CATEQUESE DO PAPA FRANCISCO
Biblioteca do Palácio Apostólico – Vaticano
Quarta-feira, 29 de abril de 2020
Boletim da Santa Sé
Tradução: Liliane Borges (Canção Nova)
Caros irmãos e irmãs, bom dia!
Com a audiência de hoje, concluímos o percurso sobre as Bem-aventuranças evangélicas. Como ouvimos, na última, proclama-se a alegria escatológica dos perseguidos pela justiça.
Essa felicidade anuncia a mesma felicidade que a primeira: o reino dos céus é dos perseguidos e dos pobres de espírito; entendemos que chegamos ao final de um percurso unitário desvendado nos anúncios precedentes.
A pobreza de espírito, o pranto, a mansidão, a sede de santidade, a misericórdia, a purificação do coração e as obras de paz podem levar à perseguição por causa de Cristo, mas essa perseguição é, no final, motivo de alegria e grande recompensa nos céus. O caminho das bem-aventuranças é uma jornada de Páscoa que leva de uma vida segundo o mundo para aquela segundo Deus, de uma existência guiada pela carne, ou seja, pelo egoísmo até a guiada pelo Espírito.
O mundo, com seus ídolos, compromissos e prioridades, não pode aprovar esse tipo de existência. As “estruturas do pecado”1, frequentemente produzidas pela mentalidade humana, são estranhas ao Espírito da verdade que o mundo não pode receber (cf. Jo 14,17), não podem senão recusar a pobreza, a mansidão ou a pureza e declarar a vida segundo o Evangelho como um erro e um problema, portanto como algo a ser marginalizado. Assim pensa o mundo: “Estes são idealistas ou fanáticos …”. Assim pensam eles.
━━━━
• **Instruções de trabalho**:
a) Transcreva da catequese o trecho entre "O mundo, com" e "Assim pensam eles.", inclusive.
b) Responda com base na catequese:
(i) Em que data foi realizada a audiência?
(ii) Segundo o texto, que outra bem-aventurança anuncia a mesma felicidade da última?
(iii) Que passagem do Evangelho é citada a respeito do Espírito da verdade que o mundo não pode receber?
━━━━
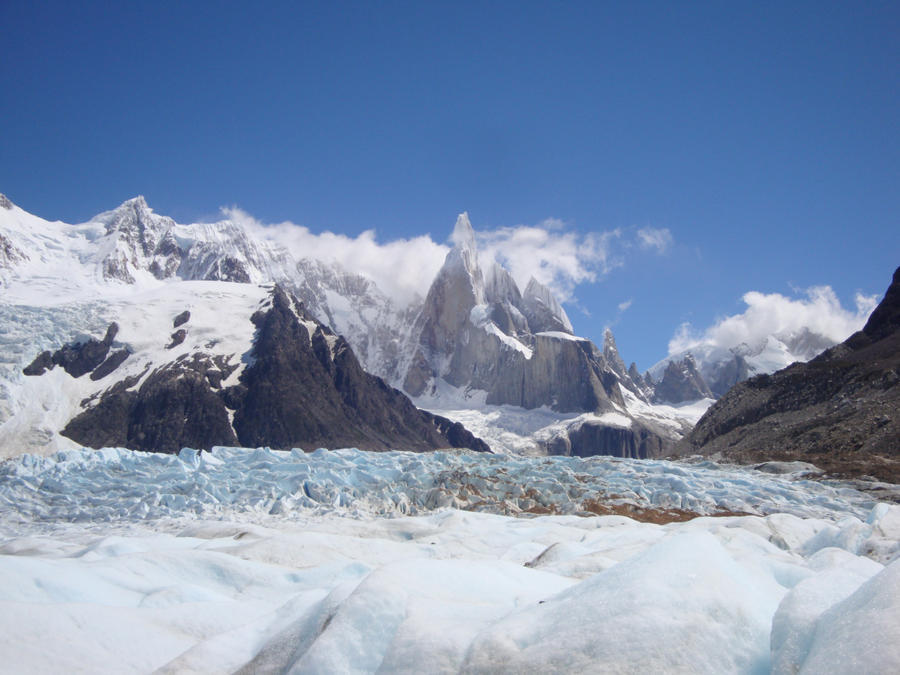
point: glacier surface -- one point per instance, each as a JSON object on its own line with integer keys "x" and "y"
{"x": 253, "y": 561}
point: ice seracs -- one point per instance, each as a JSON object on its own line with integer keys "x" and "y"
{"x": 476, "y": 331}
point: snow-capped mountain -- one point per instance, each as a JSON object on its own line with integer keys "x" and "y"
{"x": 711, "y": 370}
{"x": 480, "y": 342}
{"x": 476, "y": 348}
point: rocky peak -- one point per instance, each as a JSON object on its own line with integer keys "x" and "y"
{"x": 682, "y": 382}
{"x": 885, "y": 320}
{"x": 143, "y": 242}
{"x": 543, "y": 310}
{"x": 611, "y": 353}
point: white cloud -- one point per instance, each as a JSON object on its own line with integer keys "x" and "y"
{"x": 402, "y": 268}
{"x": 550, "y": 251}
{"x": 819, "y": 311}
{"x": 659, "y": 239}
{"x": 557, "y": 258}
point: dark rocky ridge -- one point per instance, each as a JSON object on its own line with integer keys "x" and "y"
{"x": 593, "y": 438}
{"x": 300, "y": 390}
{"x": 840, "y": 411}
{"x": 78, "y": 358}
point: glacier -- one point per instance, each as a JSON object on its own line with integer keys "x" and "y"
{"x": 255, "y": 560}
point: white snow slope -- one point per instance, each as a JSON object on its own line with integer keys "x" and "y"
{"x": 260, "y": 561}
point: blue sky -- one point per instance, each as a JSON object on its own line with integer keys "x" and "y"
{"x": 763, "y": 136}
━━━━
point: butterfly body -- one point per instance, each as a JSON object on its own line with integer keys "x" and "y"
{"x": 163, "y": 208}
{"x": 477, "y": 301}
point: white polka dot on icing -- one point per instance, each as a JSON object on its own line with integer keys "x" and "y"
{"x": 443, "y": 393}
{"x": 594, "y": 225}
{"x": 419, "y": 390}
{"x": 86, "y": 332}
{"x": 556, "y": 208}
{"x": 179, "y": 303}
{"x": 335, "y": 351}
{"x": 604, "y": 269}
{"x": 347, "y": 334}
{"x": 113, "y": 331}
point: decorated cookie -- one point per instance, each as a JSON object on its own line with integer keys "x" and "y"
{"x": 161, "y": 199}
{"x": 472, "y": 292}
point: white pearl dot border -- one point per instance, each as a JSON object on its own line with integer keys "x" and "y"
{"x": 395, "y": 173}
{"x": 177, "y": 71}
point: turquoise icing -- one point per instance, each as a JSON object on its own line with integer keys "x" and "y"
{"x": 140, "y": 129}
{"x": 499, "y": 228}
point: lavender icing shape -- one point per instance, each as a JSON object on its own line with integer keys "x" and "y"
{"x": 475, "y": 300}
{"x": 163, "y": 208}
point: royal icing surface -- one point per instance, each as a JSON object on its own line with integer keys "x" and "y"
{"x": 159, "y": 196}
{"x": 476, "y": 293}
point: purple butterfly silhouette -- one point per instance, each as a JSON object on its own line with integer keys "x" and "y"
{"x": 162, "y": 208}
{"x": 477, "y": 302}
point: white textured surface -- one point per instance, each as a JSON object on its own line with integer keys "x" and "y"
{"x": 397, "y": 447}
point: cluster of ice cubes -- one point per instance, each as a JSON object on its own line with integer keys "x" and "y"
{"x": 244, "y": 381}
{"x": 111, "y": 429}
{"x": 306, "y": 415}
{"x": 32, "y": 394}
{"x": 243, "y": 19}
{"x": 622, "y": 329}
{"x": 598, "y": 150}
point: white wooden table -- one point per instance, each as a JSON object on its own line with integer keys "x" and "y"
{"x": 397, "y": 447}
━━━━
• **Resolução dos exercícios**:
a)
O mundo, com seus ídolos, compromissos e prioridades, não pode aprovar esse tipo de existência. As “estruturas do pecado”1, frequentemente produzidas pela mentalidade humana, são estranhas ao Espírito da verdade que o mundo não pode receber (cf. Jo 14,17), não podem senão recusar a pobreza, a mansidão ou a pureza e declarar a vida segundo o Evangelho como um erro e um problema, portanto como algo a ser marginalizado. Assim pensa o mundo: “Estes são idealistas ou fanáticos …”. Assim pensam eles.

b)
(i) Quarta-feira, 29 de abril de 2020.
(ii) A primeira, pois o reino dos céus é dos perseguidos e dos pobres de espírito.
(iii) Jo 14,17.